The 11th New Jersey Infantry Regiment was a regiment of infantry from New Jersey that served in the Union Army during the American Civil War.

Service
The 11th New Jersey Infantry Regiment was recruited in May 1862 at Camp Perrine, located near the New Jersey State Prison near Trenton. The regiment was led by Colonel Robert McAllister, who had seen service as lieutenant colonel in the 1st New Jersey Volunteer Infantry.

The regiment left New Jersey for Washington on August 25. By mid-September the 11th remain in Washington at half strength due to a measles epidemic.

The 11th saw combat at the Battle of Fredericksburg, Virginia in December 1862.

The regiment also saw action at the following battles:
Battle of Fredericksburg - December 12–13, 1862
Battle of Chancellorsville - May 3, 1863
Salem Heights, Virginia - May 3, 1863
Battle of Chancellorsville - May 4, 1863
Battle of Gettysburg - July 2–3, 1863
Beverly Ford, Virginia - August 19, 1863
Locust Grove, Virginia - November 27, 1863
Mine Run, Virginia - November 29, 1863
Battle of Spotsylvania Court House - May 10–12, 1864
Barker's Mills, Virginia - June 10, 1864
Petersburg, Virginia - June 16–23 & July 1, 1864

The regiment was mustered out June 6, 1865.

LIST OF TASKS
**A.** Answer these questions from the text on the 11th New Jersey Infantry:
(i) Where was the regiment recruited?
(ii) What left the regiment at half strength by mid-September?
(iii) On what date was the regiment mustered out?
**B.** For each statement, say whether the text on the 11th New Jersey Infantry agrees, and quote the words that decide it.
(i) Robert McAllister had served as colonel in the 1st New Jersey Volunteer Infantry.
(ii) The regiment left New Jersey for Washington on August 25.
(iii) The regiment fought at the Battle of Gettysburg on July 1, 1863.

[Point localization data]
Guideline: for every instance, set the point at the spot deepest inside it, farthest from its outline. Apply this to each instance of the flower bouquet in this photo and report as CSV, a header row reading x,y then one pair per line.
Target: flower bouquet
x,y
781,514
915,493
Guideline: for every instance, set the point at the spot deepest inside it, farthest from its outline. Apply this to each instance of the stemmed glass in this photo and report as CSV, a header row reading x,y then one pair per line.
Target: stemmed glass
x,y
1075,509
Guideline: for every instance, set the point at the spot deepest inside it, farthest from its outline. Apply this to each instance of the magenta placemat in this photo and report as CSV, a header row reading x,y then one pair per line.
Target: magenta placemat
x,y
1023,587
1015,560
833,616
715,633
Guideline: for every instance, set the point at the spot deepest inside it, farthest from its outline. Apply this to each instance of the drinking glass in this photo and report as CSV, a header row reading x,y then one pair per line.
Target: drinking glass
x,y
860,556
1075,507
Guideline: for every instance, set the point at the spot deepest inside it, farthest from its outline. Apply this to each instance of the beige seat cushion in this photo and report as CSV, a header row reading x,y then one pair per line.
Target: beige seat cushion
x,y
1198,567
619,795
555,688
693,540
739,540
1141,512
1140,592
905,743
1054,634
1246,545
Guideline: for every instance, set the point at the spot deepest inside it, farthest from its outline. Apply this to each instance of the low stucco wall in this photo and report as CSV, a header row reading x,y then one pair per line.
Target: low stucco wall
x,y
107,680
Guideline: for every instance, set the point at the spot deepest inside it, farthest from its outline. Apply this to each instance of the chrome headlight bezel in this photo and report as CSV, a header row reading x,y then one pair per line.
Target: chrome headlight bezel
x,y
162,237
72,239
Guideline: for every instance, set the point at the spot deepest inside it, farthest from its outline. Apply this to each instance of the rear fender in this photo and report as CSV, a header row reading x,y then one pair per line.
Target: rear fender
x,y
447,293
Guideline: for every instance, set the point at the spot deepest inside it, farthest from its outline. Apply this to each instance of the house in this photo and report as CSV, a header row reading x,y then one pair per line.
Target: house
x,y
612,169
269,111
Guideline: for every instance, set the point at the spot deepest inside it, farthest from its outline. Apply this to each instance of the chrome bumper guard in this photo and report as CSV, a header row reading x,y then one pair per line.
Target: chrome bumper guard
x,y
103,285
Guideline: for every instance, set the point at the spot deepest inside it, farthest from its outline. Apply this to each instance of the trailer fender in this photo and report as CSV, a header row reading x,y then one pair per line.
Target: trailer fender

ANSWERS BY ITEM NUMBER
**A.**
(i) Camp Perrine, near the New Jersey State Prison near Trenton
(ii) A measles epidemic
(iii) June 6, 1865

**B.**
(i) No: "who had seen service as lieutenant colonel in the 1st New Jersey Volunteer Infantry"
(ii) Yes: "The regiment left New Jersey for Washington on August 25."
(iii) No: "Battle of Gettysburg - July 2–3, 1863"